▶ DOCUMENT SEGMENT
I wanted to create an external table and load data into it through pig script. I followed the below approach:
Ok. Create a external hive table with a schema layout somewhere in HDFS directory. Lets say
create external table emp_records(id int,
name String,
city String)
row formatted delimited
fields terminated by '|'
location '/user/cloudera/outputfiles/usecase1';
Just create a table like above and no need to load any file into that directory.
Now write a Pig script that we read data for some input directory and then when you store the output of that Pig script use as below
A = LOAD 'inputfile.txt' USING PigStorage(',') AS(id:int,name:chararray,city:chararray);
B = FILTER A by id > = 678933;
C = FOREACH B GENERATE id,name,city;
STORE C INTO '/user/cloudera/outputfiles/usecase1' USING PigStorage('|');
Ensure that destination location and delimiter and schema layout of final FOREACH statement in you Pigscript matches with Hive DDL schema.
My problem is, when I first created the table, it is creating a directory in hdfs, and when I tried to store a file using script, it throws an error saying "folder already exists". It looks like pig store always writes to a new directory with only specific name?
Is there any way to avoid this issue?
And are there any other attributes we can use with STORE command in PIG to write to a specific diretory/file everytime?
Thanks Ram

▶ WHAT IS NEEDED
According to the forum post, what error appears when the Pig script tries to store output in the directory created for the external table?

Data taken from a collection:

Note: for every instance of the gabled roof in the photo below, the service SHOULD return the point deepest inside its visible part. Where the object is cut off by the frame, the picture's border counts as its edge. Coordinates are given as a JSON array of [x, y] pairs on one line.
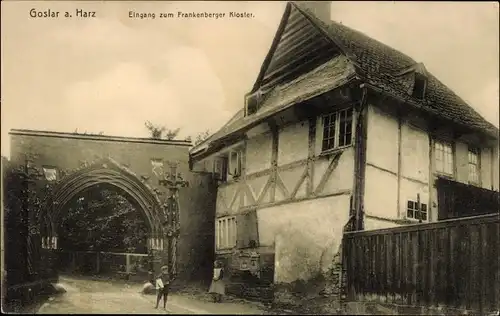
[[380, 66]]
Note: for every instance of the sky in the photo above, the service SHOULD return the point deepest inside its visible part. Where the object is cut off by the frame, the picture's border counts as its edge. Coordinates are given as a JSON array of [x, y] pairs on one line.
[[112, 73]]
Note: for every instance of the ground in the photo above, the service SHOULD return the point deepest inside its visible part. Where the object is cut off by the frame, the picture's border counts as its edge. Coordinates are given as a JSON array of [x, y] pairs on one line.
[[92, 297]]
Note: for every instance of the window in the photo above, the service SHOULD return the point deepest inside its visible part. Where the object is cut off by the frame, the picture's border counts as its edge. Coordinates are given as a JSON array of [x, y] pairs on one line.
[[235, 163], [419, 86], [473, 157], [50, 173], [225, 232], [416, 211], [220, 168], [337, 129], [157, 165], [444, 157]]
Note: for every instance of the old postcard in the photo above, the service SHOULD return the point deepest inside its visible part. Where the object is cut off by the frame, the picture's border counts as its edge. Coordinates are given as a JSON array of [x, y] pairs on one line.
[[250, 157]]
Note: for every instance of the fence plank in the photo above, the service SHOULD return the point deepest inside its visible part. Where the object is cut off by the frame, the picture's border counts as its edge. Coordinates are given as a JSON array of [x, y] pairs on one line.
[[453, 264]]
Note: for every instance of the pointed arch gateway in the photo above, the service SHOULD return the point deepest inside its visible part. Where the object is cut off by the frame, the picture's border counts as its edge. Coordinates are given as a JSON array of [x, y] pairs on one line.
[[108, 172]]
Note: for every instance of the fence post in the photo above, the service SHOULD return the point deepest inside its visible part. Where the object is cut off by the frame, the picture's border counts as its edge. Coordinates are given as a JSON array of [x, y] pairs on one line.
[[128, 263], [98, 262]]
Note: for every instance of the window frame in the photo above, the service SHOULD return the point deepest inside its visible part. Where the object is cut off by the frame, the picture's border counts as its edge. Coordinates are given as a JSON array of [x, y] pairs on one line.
[[47, 169], [415, 209], [477, 152], [226, 234], [444, 144], [336, 133]]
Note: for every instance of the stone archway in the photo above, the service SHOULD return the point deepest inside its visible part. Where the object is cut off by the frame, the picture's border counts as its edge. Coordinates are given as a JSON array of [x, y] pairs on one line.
[[109, 172]]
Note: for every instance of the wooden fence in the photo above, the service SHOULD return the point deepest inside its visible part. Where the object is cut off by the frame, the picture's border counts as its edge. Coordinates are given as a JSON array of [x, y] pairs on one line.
[[452, 263]]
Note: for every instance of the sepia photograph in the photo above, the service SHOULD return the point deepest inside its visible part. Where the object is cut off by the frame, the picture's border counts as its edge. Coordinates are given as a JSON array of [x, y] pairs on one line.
[[250, 157]]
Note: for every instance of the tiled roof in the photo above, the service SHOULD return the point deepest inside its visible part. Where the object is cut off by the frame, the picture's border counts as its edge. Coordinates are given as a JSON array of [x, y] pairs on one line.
[[378, 63], [324, 78]]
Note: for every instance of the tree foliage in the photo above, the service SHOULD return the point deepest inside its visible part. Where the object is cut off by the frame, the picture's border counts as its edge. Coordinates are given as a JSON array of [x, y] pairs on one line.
[[103, 220], [22, 204], [161, 132]]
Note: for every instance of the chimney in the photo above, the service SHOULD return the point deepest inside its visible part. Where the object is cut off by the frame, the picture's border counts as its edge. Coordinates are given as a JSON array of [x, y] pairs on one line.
[[322, 9]]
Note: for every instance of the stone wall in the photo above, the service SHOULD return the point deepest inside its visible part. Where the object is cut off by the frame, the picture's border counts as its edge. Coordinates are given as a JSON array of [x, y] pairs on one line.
[[68, 151]]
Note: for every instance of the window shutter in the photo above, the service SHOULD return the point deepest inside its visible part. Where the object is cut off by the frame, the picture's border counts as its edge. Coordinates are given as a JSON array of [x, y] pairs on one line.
[[247, 230], [241, 234], [253, 230]]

▶ SOLUTION TO THIS TASK
An error saying "folder already exists."